Dataset entries:
====================

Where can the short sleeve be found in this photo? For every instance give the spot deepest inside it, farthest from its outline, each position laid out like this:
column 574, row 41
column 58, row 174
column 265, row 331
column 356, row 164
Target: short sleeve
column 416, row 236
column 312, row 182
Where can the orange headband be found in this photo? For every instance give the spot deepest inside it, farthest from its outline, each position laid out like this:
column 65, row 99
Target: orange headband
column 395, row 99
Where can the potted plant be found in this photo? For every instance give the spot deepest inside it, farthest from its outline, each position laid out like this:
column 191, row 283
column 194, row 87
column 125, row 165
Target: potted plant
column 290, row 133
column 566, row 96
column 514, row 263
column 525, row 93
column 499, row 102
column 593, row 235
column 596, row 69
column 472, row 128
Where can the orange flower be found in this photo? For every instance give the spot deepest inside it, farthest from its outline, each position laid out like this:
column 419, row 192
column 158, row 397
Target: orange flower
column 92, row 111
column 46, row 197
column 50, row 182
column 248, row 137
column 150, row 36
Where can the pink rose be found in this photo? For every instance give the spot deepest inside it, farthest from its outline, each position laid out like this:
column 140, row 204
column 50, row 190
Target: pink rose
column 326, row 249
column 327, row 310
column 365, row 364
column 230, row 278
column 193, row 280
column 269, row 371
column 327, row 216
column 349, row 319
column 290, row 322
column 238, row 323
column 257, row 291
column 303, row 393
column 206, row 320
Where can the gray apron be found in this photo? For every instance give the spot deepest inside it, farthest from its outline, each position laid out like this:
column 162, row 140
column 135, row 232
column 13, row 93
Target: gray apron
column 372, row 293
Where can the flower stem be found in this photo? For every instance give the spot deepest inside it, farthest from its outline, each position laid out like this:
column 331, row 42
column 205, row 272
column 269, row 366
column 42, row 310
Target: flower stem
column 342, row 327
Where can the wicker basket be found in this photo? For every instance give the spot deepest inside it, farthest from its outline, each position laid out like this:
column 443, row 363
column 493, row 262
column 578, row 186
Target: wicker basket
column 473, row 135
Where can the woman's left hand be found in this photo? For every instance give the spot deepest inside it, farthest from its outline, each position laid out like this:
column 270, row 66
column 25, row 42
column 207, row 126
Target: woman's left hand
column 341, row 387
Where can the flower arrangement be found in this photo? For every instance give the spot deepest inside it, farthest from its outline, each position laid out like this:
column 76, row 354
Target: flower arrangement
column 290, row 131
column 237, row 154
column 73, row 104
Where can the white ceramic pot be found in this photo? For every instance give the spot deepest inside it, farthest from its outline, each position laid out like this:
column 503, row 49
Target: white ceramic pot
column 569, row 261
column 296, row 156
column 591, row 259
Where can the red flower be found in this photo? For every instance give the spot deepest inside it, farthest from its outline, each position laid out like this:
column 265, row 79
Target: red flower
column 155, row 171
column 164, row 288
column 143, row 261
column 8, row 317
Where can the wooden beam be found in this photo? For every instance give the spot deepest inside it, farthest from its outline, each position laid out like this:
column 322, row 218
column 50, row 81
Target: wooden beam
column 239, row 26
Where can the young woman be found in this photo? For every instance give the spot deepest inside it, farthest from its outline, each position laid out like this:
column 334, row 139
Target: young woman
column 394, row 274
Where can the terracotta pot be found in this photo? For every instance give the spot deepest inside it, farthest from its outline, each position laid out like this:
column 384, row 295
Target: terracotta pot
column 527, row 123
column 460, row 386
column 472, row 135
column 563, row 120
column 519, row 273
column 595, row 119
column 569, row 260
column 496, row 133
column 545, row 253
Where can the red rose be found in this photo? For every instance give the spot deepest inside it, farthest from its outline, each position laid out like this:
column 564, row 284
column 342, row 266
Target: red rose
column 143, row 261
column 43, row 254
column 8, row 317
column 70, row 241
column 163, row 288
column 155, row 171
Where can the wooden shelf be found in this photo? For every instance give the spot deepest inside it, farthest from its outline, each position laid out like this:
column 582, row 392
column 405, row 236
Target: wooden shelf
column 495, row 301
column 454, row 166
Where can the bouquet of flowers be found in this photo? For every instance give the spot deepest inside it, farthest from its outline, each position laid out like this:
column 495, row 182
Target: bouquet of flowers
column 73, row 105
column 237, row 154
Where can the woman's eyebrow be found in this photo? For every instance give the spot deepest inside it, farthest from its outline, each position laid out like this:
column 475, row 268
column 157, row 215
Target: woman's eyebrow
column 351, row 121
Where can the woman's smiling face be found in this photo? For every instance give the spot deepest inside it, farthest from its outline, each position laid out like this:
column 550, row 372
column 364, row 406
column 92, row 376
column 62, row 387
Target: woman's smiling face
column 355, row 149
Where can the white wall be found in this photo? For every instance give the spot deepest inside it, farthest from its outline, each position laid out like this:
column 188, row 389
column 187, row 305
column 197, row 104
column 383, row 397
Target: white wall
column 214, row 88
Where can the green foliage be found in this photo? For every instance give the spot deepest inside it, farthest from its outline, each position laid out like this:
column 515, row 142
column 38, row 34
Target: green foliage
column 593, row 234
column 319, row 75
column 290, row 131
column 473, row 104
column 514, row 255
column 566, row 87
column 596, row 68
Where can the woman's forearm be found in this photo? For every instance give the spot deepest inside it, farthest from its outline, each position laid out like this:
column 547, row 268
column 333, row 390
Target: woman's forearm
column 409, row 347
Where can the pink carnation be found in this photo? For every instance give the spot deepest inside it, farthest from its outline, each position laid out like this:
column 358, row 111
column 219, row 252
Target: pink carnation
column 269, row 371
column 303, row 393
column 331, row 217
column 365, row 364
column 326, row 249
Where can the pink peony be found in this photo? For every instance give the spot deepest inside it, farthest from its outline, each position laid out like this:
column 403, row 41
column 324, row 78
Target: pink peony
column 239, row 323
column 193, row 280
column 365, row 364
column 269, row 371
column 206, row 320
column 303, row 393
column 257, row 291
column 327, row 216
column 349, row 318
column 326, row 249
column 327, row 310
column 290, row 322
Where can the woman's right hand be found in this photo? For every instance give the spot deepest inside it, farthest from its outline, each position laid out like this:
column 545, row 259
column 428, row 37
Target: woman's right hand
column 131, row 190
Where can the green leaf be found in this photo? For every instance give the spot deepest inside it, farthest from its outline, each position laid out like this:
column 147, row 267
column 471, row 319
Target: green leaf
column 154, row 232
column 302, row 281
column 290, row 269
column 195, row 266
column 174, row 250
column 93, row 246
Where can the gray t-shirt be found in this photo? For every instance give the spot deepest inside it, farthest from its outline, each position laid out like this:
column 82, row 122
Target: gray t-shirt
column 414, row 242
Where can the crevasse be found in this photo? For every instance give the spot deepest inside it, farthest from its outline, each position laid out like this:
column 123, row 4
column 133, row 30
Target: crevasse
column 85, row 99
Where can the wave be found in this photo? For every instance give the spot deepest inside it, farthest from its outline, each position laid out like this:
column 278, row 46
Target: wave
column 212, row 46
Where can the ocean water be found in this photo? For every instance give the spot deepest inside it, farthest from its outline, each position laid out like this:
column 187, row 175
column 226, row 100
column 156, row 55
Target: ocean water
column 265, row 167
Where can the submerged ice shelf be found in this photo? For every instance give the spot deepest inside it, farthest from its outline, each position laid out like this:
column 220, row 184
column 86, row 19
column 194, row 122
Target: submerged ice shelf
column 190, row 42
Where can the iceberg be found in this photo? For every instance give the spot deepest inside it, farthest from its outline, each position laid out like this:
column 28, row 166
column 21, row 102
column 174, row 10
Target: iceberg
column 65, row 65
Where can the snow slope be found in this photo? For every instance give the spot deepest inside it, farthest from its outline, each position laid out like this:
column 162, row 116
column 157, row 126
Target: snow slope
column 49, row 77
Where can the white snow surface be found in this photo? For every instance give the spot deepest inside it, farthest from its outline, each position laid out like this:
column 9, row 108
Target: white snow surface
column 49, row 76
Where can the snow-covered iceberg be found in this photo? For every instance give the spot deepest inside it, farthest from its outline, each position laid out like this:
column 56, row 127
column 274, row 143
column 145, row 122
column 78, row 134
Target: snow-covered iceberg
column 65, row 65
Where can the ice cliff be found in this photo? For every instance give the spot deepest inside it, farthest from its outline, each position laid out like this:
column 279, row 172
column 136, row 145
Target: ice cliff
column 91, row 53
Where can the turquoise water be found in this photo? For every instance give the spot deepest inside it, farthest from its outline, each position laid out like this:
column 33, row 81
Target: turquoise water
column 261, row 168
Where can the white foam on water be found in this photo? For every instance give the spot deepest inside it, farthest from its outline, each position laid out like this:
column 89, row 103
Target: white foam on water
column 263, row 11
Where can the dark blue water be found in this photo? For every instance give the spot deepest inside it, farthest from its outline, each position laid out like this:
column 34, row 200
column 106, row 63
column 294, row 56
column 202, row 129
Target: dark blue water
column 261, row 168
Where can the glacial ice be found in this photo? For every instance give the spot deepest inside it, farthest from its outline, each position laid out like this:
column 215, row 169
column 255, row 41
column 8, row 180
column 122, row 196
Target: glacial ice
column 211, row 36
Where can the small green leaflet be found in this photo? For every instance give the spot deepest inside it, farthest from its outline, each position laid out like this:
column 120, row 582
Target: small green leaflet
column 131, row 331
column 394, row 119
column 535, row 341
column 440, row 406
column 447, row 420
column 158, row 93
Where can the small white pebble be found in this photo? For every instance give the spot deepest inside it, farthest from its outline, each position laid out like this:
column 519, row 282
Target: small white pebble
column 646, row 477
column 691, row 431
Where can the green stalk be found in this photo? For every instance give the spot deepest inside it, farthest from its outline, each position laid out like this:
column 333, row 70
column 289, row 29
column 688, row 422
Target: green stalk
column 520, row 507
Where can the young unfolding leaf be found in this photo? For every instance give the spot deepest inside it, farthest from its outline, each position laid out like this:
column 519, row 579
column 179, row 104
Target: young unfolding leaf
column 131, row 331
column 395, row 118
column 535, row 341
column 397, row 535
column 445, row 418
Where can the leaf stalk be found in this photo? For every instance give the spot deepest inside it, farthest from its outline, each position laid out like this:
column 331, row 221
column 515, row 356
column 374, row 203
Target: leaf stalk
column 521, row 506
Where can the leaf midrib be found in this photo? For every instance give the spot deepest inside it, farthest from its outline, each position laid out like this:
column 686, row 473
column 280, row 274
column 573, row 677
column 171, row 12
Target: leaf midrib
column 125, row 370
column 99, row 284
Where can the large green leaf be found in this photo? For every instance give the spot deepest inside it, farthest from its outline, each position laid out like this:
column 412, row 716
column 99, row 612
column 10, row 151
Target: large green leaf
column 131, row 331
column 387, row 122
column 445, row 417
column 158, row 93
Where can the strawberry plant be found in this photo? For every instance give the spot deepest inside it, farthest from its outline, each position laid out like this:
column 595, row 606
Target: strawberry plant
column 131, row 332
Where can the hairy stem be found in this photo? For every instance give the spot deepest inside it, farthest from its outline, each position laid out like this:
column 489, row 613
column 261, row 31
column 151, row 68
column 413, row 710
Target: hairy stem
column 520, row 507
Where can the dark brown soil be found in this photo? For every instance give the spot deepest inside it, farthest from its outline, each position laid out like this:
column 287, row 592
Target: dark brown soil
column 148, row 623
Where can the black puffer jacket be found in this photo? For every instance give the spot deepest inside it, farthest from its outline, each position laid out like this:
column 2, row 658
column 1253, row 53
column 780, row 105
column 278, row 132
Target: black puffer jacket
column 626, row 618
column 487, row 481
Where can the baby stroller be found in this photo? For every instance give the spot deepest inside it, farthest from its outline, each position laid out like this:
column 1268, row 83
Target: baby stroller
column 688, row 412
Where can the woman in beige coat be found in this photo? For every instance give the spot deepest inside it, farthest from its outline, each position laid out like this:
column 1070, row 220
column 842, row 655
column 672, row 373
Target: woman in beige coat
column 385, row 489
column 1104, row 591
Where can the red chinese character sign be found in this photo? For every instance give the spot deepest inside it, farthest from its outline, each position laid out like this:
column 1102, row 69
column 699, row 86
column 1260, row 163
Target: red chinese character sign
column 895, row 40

====================

→ Instructions to follow
In the entries above, find the line with "column 2, row 658" and the line with "Where can the baby", then restate word for word both of them and every line between, with nothing more.

→ Result of the task
column 2, row 658
column 1253, row 53
column 780, row 105
column 278, row 132
Target: black puffer jacket
column 626, row 618
column 487, row 481
Where can the baby stroller be found in this photo? For every instance give the spot deepest inside it, farthest from its outline, each position laid out like this:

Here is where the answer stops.